Problem to solve:
Omit the pictures, then write out every entry exactly as it reads.

Source records:
+ + + + +

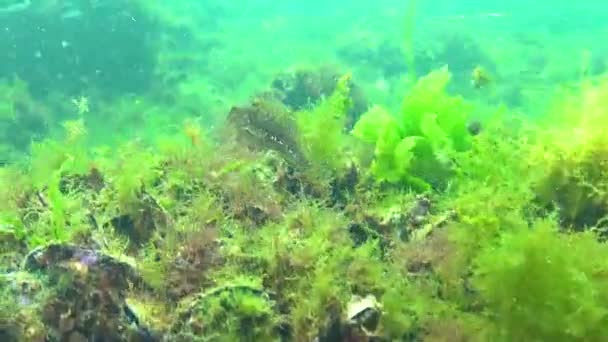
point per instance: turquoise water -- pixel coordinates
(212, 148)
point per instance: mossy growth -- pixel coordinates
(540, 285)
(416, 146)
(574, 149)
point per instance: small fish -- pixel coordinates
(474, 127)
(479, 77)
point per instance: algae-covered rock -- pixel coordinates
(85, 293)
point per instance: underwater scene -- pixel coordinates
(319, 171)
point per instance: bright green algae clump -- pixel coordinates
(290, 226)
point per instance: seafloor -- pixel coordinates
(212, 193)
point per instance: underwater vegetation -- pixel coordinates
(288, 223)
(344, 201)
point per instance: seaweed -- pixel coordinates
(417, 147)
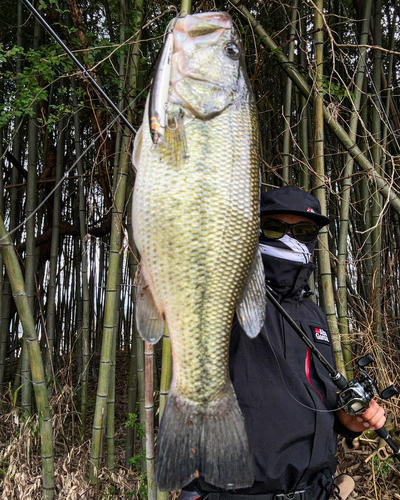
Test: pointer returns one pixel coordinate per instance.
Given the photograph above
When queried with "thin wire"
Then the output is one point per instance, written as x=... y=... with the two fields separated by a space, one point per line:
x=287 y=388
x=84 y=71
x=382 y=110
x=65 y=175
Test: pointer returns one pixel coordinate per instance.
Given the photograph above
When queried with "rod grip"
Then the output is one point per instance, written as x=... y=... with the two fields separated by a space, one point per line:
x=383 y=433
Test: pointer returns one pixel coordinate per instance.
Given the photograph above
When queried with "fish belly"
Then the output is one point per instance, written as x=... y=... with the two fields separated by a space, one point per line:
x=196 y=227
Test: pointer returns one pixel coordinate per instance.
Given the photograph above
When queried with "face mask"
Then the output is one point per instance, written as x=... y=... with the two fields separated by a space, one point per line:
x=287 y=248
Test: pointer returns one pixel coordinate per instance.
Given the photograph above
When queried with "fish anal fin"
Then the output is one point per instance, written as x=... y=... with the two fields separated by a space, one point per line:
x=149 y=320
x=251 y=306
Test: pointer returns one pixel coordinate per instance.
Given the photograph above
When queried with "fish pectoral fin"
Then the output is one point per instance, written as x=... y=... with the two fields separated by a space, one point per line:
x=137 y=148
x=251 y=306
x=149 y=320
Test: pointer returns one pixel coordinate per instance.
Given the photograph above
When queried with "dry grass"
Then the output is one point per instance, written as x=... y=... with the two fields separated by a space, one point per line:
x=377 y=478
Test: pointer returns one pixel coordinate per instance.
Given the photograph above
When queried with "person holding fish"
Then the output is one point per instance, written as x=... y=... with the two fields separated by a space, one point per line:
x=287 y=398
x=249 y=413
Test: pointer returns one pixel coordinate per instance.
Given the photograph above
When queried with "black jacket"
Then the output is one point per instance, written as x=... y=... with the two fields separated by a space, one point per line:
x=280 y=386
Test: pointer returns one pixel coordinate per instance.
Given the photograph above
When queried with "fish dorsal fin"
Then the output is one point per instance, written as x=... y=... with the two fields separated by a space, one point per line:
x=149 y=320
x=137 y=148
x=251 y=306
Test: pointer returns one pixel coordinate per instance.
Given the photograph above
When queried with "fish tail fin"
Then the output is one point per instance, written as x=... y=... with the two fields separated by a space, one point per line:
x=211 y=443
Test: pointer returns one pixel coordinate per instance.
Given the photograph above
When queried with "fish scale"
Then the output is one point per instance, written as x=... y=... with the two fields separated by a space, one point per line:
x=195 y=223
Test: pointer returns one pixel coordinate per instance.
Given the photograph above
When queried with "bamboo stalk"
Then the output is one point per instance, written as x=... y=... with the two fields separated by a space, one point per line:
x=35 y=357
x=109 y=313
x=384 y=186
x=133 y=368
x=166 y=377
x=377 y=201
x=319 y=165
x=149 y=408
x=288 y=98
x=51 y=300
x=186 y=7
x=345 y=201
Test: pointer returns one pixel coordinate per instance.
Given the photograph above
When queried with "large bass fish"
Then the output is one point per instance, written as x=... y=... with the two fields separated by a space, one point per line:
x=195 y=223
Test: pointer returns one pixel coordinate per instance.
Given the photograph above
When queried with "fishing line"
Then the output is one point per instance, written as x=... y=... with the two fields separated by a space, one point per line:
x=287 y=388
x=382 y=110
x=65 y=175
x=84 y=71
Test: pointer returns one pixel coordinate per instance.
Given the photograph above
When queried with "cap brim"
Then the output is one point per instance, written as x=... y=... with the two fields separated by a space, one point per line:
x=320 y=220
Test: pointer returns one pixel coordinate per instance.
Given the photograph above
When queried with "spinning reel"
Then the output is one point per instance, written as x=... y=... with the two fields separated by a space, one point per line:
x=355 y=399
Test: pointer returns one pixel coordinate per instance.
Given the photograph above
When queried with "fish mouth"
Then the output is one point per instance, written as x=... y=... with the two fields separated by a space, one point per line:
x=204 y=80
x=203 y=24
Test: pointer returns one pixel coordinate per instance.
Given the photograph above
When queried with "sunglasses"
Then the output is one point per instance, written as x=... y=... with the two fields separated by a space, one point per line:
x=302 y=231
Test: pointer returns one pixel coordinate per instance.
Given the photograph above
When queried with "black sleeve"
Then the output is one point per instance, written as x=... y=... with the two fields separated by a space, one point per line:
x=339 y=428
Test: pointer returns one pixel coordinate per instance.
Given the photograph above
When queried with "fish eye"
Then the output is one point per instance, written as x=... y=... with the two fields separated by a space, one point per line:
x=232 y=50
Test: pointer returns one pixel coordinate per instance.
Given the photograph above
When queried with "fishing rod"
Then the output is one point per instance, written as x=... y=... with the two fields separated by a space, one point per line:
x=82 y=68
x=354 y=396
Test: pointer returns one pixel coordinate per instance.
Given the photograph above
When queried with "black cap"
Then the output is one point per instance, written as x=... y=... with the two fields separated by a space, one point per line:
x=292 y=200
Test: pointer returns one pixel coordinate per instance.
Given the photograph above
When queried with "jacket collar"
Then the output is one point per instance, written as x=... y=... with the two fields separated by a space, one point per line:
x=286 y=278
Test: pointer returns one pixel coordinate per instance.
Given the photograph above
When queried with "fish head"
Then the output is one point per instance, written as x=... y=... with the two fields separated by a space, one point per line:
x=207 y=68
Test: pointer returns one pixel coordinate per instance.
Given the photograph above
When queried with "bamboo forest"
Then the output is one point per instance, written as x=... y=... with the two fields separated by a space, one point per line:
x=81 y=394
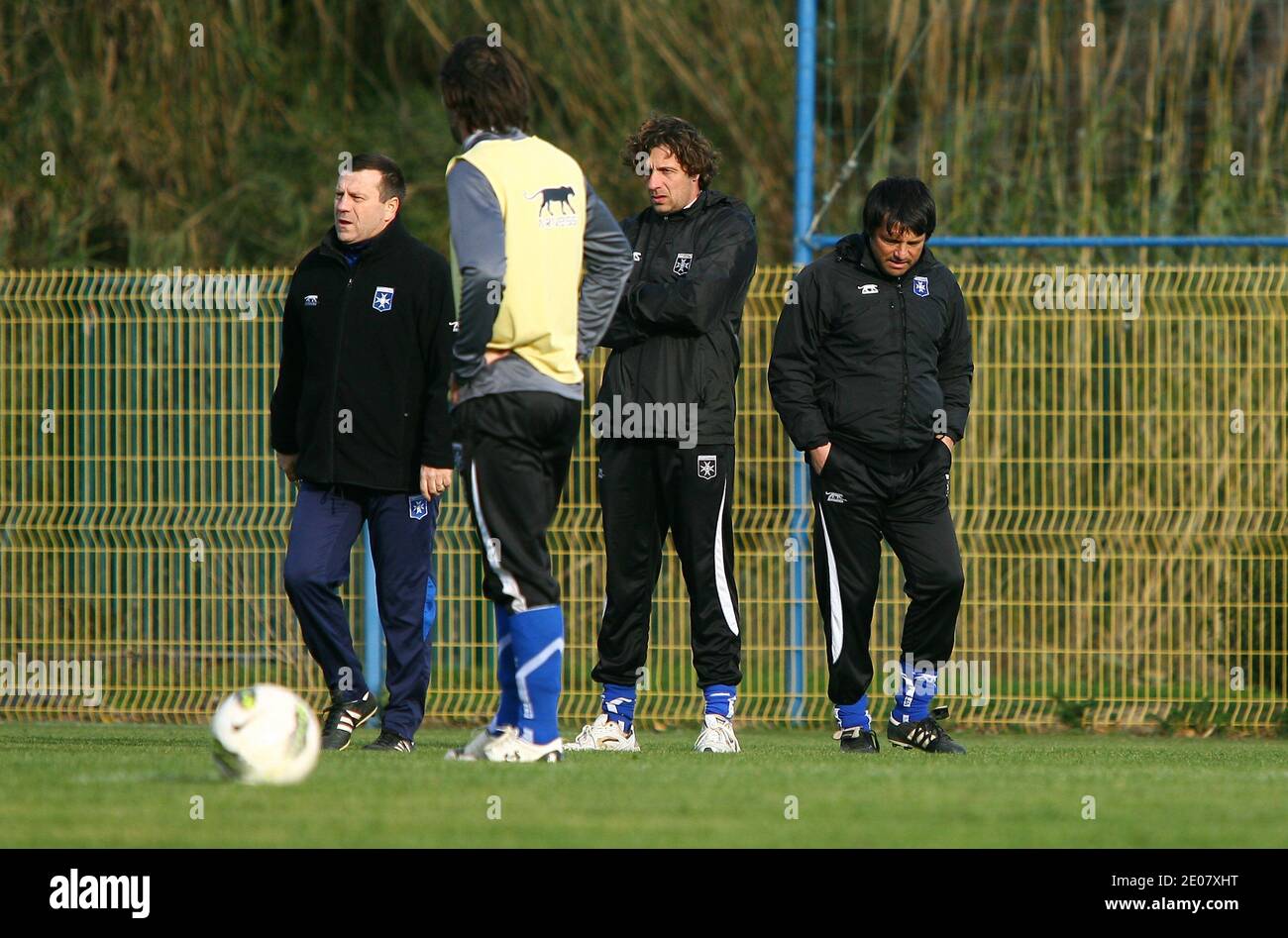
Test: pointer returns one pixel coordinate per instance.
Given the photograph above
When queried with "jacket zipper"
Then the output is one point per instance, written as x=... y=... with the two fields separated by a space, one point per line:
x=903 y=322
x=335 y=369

+ + + + +

Full output:
point per instance: turquoise water -- pixel coordinates
(212, 148)
point per instance: mossy growth -- pixel coordinates
(540, 285)
(416, 146)
(574, 149)
point per instance: small fish -- pixel coordinates
(474, 127)
(479, 77)
point per instance: algae-covered rock -- pixel coordinates
(85, 293)
point per instance: underwater scene -- pixel coordinates
(319, 171)
point per instance: bright green algae clump -- pixel coordinates
(290, 226)
point per instance: seafloor -- pixel coordinates
(212, 193)
point per instance: underwater vegetation -- pixel coordinates
(288, 223)
(344, 201)
point per instance: seaweed -- pixel coordinates
(417, 147)
Test: pointer returns one pixel coordinate per instance.
Given the photograph above
When queried with "thin wire"
Then the output is one point per instance, written as x=... y=... with the two fields separated by a space, one point per line:
x=287 y=388
x=84 y=71
x=382 y=110
x=65 y=175
Test: pointer returns one pixel coordinate per instance.
Given the photograph above
When queried with "rod grip"
Then the output is one point per instance, written as x=... y=... with the two fields separated by a space, one point per line:
x=383 y=433
Test: pointer returns one pixel coordinate per instance.
Given the photograph above
When queried with "fish belly"
Then the output is one point per instance, written as x=... y=... with the two fields separated by a space, one point per line:
x=196 y=227
Test: pointer returns one pixel coordinate per instance.
Given the photograph above
When queried with "face mask"
Then the output is one point per instance, written as x=... y=... with the two fields separated by a space, one point per line:
x=287 y=248
Test: pointer returns one pixel coordinate per instance.
Given the photograph above
When queried with "fish anal fin"
Then the output is one point per instance, written as x=... y=... with the two fields separated by a space, one point per line:
x=149 y=320
x=251 y=306
Test: pointer returns one pixel coordinate per instance.
Given the photograph above
When queried with "fish pectoral fin"
Then the output is one point per instance, written as x=... y=... with the two fields separated by a space, one point per line:
x=137 y=148
x=251 y=306
x=149 y=320
Test: pointer returns one pixel coordinate per instance.
Given the photograph above
When queried with "dry grass"
Then the output is one point per instance, written as x=... y=... with the two fields separated by a space, one point per line:
x=377 y=478
Test: pointer returns one pixel coordinate per instance.
Given the photograph above
When queried with "person holding fish"
Then the output is one point per instance, written as x=... y=... with the two fields separated by a space, one point per line:
x=287 y=398
x=249 y=413
Test: pointer returns one pixel coordinate per instance.
Given the photograph above
When queried with "black jacket"
Then the output is one point per instance, written as x=... y=... with the two fields separated by a space, one point per line:
x=280 y=386
Test: pointer returns one pixel coordinate per instance.
Given the photograph above
When queried with "fish dorsal fin"
Then the output is one point per instance, written as x=... y=... with the two fields separated by a space, one point per line:
x=149 y=320
x=137 y=148
x=251 y=306
Test: pointer returns one pixel coordinate per instance.
Given the photograph above
When queried with "fish tail fin"
Then the output is one point per instance, written as x=... y=... with the two fields separated by a space, one point per line:
x=211 y=443
Test: pointer returns one pixel coordinate per instance.
Given the photograph above
When queried with "fish scale"
Then the output is one point per instance, written as x=... y=... with the two fields separated by a space, one point per line:
x=195 y=223
Test: pointer returns one pixel coordinate per instance.
Given the photograph above
When queried with "bamboo stalk"
Then the output is one point per instance, written as x=... y=... with the two fields separated by a space, one point per line:
x=35 y=357
x=109 y=313
x=384 y=186
x=133 y=368
x=166 y=377
x=377 y=201
x=319 y=165
x=149 y=408
x=288 y=98
x=51 y=300
x=186 y=7
x=345 y=201
Test: pointer returns one pixel coordinate per instance.
Given the photograph above
When queried with "large bass fish"
Then the output is one point per instance, written as x=... y=... with the two fields separated by a space, one point per line:
x=195 y=223
Test: pointer returns one pixel coordinate per instance.
Given the photograph above
When queried with "fishing line"
Then the output is one point per instance, written as x=... y=... with the two fields separated by a space, one point per line:
x=287 y=388
x=382 y=110
x=65 y=175
x=84 y=71
Test: pointer returns one pixel coordinate per instance.
Given the photograph above
When queried with "cap brim"
Then the output is one point per instance, written as x=... y=... with the two fields separated by a space, one point per line:
x=320 y=220
Test: pointer returns one pixel coordinate per instance.
Given the photograph above
When queried with "spinning reel"
Then the output is one point per instance, written as x=... y=... with the two fields separated by a space, one point per line:
x=355 y=399
Test: pointer returns one pixel coordinate per instance.
Given the photograph above
When queried with "fish mouth"
Then the output is one point per instance, written as x=... y=... with the two fields separated by a space, one point per line:
x=204 y=80
x=203 y=24
Test: pointer returns one pixel coordinate per instance.
Given the photograph above
When queried with "sunglasses"
Then the output is one point per instance, written as x=... y=... with the two fields separated by a space, one point per line:
x=302 y=231
Test: pointer returns one pixel coordinate per instance.
Given the photograph above
When queried with "black sleeve"
Then the output is one point per instance, written as x=... y=... with the two fields separated by a space, one point per line:
x=339 y=428
Test: pointer returns one pixel coordinate per instance.
Given the photograph above
When queried with "fish eye"
Then the output is one point per instance, written as x=... y=... with the two fields separated by a space, one point per line:
x=232 y=50
Test: pointer returns one pixel coordinate per instance.
Given the photograph above
When queried with "fishing rod"
Then the output is one point per instance, written as x=... y=... with the two fields separated by a space, one point per line:
x=82 y=68
x=354 y=396
Test: pointer returns one pixel coordinate per instance.
Given the photograph above
When queried with "black cap"
Then the output is one point per instance, written as x=... y=... with the two fields separated by a space, one point per line:
x=292 y=200
Test: pointer returns one pixel coordinate per instance.
Given the photograph above
When queried with "jacket collar"
Then the output is one point per instance, written as x=... y=... with the two fields separated by a space, one point per line:
x=286 y=278
Test: pointer returns one pixel coordinate per instance.
Given the photograph above
When queried with "fish head"
Then the output is one point per instance, written as x=... y=... with the two fields separated by a space, one point per line:
x=207 y=68
Test: pointer returns one pixel coordinate per instance.
Given the photograph above
When queried with "bamboo forest"
Then the output is one point per instance, written as x=... y=... with the two fields separated by a space, one point per line:
x=81 y=394
Test: pointer returns one pixel coordinate per instance.
Given the photograph above
When queried with "jacket zipper"
Then the output is one point per instance, written as x=... y=... with the two fields separated by a space, one point per line:
x=903 y=322
x=335 y=369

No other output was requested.